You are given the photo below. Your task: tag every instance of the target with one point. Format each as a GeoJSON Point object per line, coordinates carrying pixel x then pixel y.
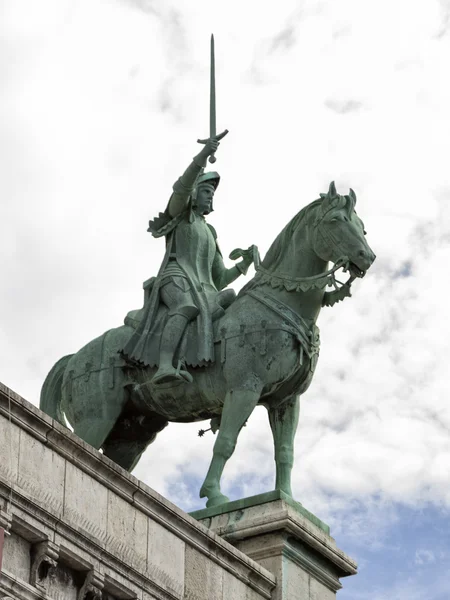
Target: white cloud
{"type": "Point", "coordinates": [100, 115]}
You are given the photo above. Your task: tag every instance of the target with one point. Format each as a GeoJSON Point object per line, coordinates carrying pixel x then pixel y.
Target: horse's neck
{"type": "Point", "coordinates": [297, 264]}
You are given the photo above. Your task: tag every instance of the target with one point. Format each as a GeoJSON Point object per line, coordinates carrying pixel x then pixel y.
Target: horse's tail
{"type": "Point", "coordinates": [50, 401]}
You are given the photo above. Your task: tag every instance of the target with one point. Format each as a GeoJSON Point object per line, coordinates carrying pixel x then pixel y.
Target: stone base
{"type": "Point", "coordinates": [78, 527]}
{"type": "Point", "coordinates": [286, 539]}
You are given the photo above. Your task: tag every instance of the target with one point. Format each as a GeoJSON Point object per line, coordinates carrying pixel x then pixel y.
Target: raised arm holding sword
{"type": "Point", "coordinates": [192, 276]}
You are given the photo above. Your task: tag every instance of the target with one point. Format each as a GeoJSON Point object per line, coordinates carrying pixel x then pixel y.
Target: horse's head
{"type": "Point", "coordinates": [339, 233]}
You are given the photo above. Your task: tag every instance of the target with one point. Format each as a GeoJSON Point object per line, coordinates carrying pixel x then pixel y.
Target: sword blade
{"type": "Point", "coordinates": [212, 93]}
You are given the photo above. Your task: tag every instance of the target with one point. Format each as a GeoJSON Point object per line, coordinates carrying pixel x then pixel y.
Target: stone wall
{"type": "Point", "coordinates": [80, 527]}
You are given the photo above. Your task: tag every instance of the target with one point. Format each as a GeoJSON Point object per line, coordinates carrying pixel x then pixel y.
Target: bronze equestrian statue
{"type": "Point", "coordinates": [195, 351]}
{"type": "Point", "coordinates": [265, 349]}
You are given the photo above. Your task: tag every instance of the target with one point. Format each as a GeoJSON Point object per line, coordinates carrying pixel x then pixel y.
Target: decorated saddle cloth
{"type": "Point", "coordinates": [188, 350]}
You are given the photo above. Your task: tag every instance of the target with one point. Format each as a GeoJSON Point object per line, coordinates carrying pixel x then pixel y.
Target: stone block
{"type": "Point", "coordinates": [234, 588]}
{"type": "Point", "coordinates": [318, 591]}
{"type": "Point", "coordinates": [16, 557]}
{"type": "Point", "coordinates": [127, 533]}
{"type": "Point", "coordinates": [9, 451]}
{"type": "Point", "coordinates": [204, 578]}
{"type": "Point", "coordinates": [85, 503]}
{"type": "Point", "coordinates": [41, 474]}
{"type": "Point", "coordinates": [166, 558]}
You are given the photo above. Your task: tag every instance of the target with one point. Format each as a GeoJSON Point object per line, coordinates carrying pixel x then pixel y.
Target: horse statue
{"type": "Point", "coordinates": [266, 349]}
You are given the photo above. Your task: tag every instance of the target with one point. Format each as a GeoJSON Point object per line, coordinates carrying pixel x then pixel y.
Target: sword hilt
{"type": "Point", "coordinates": [212, 159]}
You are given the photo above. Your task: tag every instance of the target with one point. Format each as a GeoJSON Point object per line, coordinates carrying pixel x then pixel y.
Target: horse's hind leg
{"type": "Point", "coordinates": [237, 408]}
{"type": "Point", "coordinates": [130, 437]}
{"type": "Point", "coordinates": [126, 453]}
{"type": "Point", "coordinates": [284, 421]}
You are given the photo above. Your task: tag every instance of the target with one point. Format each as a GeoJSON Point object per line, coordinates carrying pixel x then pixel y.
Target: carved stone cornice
{"type": "Point", "coordinates": [92, 586]}
{"type": "Point", "coordinates": [44, 560]}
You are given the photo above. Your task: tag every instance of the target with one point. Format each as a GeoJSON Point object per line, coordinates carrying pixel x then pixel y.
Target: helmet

* _PROBLEM TO WORK ON_
Each entry above must be restated word for word; the pictures stay out of the copy.

* _ANSWER BOX_
You are given the photo below. Your task: tag every instance of the target with one point. Format each as a GeoJSON Point object per line, coordinates carrying pixel x then pixel y.
Target: white cloud
{"type": "Point", "coordinates": [100, 115]}
You are given the photo above. Your task: tag every instance of the target with one point. Format each as a GeoJSON Point object per line, coordinates carrying pixel x then pixel y.
Target: horse's neck
{"type": "Point", "coordinates": [297, 264]}
You are given the photo above. Your task: tag every instance of the target with one point. Format each as a GeoJSON Point object per line, coordinates carrying pixel x then pixel y.
Target: horse's tail
{"type": "Point", "coordinates": [50, 401]}
You are given the photo above. Your task: tag every instance of the target with one point. Format each as a GeoJSON Point object per line, coordinates carrying pixel x then pixel y.
Target: stone base
{"type": "Point", "coordinates": [78, 527]}
{"type": "Point", "coordinates": [286, 539]}
You are given the photo above. Your task: tag every instance of the target with one point. Format each as a GeoJSON Point object per line, coordinates carrying pixel x then pixel y.
Target: raised arm holding sword
{"type": "Point", "coordinates": [192, 276]}
You are given the photo above. Your task: tag every instance of the target with one point. Format each as a GeoJSON Point object per line, coordinates carrying pixel x then pixel y.
Target: horse's head
{"type": "Point", "coordinates": [339, 233]}
You are given the photo above. Your task: tag every instance of the target with one point. Format each as a GeoJSON Point object per line, coordinates carrying pixel x then pixel y.
Target: sword blade
{"type": "Point", "coordinates": [212, 93]}
You are given the photo above. Your task: tag every instance of the target with one point. Format each as a GeoJSON Point object per line, coordinates carrying pixel x then pixel y.
Target: stone wall
{"type": "Point", "coordinates": [80, 527]}
You are given the photo above. Your task: tag every instance of the target with one point. Format each as a GeoJSON Point object per line, coordinates carrying pixel x then pixel y.
Target: bronze equestrian statue
{"type": "Point", "coordinates": [195, 351]}
{"type": "Point", "coordinates": [265, 349]}
You are given the photo above. Your task: tag every instance of the target with one point. Format each as a GeoJSON Point object per line, coordinates carrying pixel x then pixel y.
Target: decorated saddle cloth
{"type": "Point", "coordinates": [188, 350]}
You are given the photo above. Your task: tag every instance of the target with one point. Format each as a GeoJSON Point object per line, coordinates carrying pixel x then pixel y.
Target: stone block
{"type": "Point", "coordinates": [234, 588]}
{"type": "Point", "coordinates": [318, 591]}
{"type": "Point", "coordinates": [16, 557]}
{"type": "Point", "coordinates": [127, 533]}
{"type": "Point", "coordinates": [9, 451]}
{"type": "Point", "coordinates": [204, 578]}
{"type": "Point", "coordinates": [85, 503]}
{"type": "Point", "coordinates": [41, 474]}
{"type": "Point", "coordinates": [166, 558]}
You are given the photo above. Your task: tag every instance of the target with one point. Format each as a GeoJSON Point object per line, coordinates carrying pixel x then pixel y.
Target: horse statue
{"type": "Point", "coordinates": [266, 349]}
You are given the photo above. Your task: tag every instance of the target with one point. Format each as a GeoJSON Point object per line, coordinates carrying pixel x then pixel y.
Target: sword hilt
{"type": "Point", "coordinates": [212, 159]}
You are given the photo above. Your task: tag every instance of the target with one point. Format each as a GeoJSON Point object per line, coordinates carrying pixel x then pixel y.
Target: horse's hind leg
{"type": "Point", "coordinates": [237, 408]}
{"type": "Point", "coordinates": [130, 437]}
{"type": "Point", "coordinates": [126, 453]}
{"type": "Point", "coordinates": [284, 421]}
You are given the photo above. Your task: tag every instance of the target with one point. Format each as a GeoJSON Point object per line, coordinates carrying pixel x then pixel y.
Target: carved stone cornice
{"type": "Point", "coordinates": [92, 586]}
{"type": "Point", "coordinates": [44, 560]}
You are given the photo above. Your task: tag every instance of the target with one point. Format each as a GeoJSON Point object per line, coordinates carrying pixel x then pixel y.
Target: helmet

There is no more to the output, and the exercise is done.